• **Description of the task**
Count the lines in the entries below that contain the string "robe", with uppercase and lowercase treated as different. Give only the number.

• **Stored rows**
═══

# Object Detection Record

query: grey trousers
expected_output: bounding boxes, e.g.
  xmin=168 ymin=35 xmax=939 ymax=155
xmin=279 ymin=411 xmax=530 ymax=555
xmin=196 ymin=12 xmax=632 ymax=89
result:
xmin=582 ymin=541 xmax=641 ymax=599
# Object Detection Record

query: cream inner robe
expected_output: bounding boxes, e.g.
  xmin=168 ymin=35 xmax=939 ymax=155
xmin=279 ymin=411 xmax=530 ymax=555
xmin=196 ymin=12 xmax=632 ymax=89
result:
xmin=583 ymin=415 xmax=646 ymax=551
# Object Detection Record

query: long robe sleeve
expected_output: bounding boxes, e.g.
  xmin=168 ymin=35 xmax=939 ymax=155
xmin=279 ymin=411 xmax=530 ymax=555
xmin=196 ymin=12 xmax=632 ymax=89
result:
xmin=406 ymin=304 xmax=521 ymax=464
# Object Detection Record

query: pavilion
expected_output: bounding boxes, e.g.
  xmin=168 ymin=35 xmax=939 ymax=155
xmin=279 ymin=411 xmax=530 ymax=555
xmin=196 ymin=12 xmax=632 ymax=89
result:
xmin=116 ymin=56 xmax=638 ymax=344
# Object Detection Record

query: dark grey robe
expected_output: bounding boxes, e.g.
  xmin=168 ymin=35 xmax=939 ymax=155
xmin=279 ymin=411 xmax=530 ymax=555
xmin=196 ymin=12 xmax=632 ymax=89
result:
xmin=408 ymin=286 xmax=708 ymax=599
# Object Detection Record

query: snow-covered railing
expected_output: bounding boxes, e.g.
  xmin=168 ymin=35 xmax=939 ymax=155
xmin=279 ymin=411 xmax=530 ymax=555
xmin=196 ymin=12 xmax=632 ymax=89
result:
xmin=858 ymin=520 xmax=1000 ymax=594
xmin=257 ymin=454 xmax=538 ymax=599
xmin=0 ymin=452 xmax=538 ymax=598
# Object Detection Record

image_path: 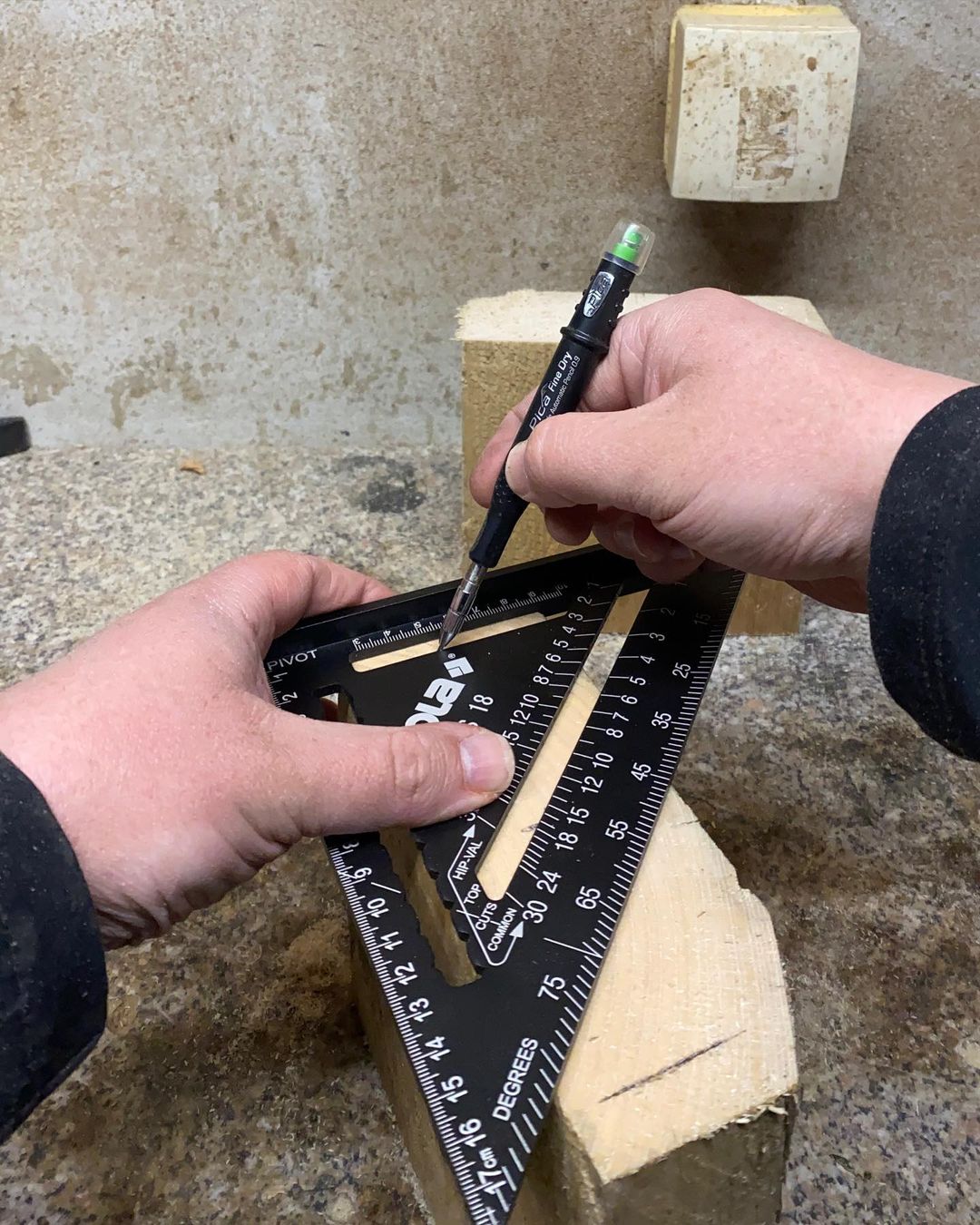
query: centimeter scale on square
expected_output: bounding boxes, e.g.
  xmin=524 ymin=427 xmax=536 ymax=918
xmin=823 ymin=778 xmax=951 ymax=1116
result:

═══

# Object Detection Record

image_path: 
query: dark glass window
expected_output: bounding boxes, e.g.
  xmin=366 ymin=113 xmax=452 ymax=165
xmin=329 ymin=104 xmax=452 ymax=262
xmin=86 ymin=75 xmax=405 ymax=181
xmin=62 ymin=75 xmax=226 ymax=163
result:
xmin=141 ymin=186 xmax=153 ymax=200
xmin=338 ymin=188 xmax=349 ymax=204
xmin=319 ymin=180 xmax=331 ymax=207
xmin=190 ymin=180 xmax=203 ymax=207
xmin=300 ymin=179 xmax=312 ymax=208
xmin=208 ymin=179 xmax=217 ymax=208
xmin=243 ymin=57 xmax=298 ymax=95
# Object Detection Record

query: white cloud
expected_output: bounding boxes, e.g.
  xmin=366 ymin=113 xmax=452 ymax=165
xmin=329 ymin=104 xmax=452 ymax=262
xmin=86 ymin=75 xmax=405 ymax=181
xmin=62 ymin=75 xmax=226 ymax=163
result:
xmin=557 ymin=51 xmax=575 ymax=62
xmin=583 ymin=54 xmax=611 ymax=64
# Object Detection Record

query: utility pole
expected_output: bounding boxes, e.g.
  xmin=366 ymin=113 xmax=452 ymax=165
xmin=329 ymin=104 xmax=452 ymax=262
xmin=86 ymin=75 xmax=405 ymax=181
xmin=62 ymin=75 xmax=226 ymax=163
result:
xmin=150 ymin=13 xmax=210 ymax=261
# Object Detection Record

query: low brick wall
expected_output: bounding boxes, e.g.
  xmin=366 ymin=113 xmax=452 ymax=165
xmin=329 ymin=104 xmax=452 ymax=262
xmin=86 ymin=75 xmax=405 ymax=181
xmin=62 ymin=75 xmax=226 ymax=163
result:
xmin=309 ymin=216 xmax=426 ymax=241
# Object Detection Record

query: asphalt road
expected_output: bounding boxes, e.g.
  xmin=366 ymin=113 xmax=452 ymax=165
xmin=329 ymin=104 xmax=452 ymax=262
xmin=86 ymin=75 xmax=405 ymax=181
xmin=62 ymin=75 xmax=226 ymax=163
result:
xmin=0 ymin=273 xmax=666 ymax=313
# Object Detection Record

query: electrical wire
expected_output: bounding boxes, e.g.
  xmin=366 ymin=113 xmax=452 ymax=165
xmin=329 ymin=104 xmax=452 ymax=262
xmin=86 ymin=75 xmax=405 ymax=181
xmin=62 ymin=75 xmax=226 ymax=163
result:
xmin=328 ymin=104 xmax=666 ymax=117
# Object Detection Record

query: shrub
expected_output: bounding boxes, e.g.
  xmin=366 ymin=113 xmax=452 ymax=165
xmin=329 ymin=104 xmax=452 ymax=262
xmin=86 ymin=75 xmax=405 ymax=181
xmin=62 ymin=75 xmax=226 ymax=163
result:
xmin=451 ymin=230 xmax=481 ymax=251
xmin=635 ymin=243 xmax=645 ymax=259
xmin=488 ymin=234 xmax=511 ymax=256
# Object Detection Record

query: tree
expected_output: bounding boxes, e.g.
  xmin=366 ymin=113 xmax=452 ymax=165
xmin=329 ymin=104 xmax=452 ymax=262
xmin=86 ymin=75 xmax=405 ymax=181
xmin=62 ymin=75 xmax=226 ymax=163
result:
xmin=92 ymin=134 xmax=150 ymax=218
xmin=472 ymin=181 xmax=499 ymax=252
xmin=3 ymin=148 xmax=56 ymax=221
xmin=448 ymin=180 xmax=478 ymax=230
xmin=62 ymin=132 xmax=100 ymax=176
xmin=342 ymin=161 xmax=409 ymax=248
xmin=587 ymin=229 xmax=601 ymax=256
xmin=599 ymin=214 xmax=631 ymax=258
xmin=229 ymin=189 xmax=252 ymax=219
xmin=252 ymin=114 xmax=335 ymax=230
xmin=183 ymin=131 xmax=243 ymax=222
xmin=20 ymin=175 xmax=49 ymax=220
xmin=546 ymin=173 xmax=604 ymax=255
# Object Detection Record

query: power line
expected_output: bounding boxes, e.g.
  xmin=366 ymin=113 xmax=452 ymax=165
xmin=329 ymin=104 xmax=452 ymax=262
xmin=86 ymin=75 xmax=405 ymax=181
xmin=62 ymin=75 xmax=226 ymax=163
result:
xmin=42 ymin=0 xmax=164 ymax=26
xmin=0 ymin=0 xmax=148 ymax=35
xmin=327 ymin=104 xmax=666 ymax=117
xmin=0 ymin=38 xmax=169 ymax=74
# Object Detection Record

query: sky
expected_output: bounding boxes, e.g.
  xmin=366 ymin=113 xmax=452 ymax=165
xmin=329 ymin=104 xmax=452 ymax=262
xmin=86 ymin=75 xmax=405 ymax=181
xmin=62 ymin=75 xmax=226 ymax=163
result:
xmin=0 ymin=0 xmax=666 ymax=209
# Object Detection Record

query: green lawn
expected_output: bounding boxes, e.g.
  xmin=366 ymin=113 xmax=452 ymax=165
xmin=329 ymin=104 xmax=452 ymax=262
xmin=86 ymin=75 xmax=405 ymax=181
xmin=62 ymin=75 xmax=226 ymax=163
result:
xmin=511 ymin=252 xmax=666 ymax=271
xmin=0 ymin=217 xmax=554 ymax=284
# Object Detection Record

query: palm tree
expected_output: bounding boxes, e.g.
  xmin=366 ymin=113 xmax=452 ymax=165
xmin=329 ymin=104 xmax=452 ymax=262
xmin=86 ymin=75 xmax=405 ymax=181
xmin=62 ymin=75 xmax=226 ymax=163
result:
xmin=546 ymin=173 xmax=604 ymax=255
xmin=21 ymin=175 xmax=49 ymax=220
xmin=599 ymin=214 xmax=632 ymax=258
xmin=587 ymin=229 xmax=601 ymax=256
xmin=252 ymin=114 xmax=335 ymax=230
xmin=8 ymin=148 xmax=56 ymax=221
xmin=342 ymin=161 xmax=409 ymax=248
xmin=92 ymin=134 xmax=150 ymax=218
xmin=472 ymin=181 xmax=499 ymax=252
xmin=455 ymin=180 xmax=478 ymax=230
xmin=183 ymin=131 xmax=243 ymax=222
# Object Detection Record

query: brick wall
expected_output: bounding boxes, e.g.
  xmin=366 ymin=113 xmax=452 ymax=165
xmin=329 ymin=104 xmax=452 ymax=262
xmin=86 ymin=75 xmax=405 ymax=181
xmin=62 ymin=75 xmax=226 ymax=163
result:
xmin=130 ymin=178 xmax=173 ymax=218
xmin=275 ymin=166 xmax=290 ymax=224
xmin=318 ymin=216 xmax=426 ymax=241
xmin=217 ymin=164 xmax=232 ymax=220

═══

• **Answer to the exercise**
3